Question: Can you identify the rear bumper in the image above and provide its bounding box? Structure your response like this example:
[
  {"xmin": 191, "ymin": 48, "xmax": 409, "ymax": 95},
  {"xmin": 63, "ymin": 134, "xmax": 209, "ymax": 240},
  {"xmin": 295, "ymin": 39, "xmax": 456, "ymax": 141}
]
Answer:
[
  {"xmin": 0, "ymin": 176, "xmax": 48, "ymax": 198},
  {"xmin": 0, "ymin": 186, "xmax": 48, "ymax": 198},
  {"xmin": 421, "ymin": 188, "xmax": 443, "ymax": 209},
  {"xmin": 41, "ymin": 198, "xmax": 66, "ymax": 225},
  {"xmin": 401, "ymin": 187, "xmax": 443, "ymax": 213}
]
* * * *
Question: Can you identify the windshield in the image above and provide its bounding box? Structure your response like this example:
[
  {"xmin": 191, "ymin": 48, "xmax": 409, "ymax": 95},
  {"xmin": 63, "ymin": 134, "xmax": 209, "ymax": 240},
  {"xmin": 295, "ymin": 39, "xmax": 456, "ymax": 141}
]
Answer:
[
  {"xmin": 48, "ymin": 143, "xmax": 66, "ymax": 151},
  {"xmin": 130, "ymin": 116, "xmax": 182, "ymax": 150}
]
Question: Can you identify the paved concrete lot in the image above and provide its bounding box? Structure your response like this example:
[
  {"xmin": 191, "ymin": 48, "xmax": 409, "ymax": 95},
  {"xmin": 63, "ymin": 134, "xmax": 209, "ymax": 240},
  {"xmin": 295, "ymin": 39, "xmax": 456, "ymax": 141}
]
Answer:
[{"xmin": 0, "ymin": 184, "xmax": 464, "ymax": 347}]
* * * *
* _Exercise brief_
Find each line in the entries above that contains the word "response", and copy those lines out in full.

* _Final result_
Question: Can you identify the rear bumper in the image above and provide its bounding box? Structure your response like this example:
Question: Can you identify the windshield in the image above and provide its bounding box? Structure your response like this example:
Question: Can you identify the paved concrete lot in the image above and provide its bounding box? Structure your response like this example:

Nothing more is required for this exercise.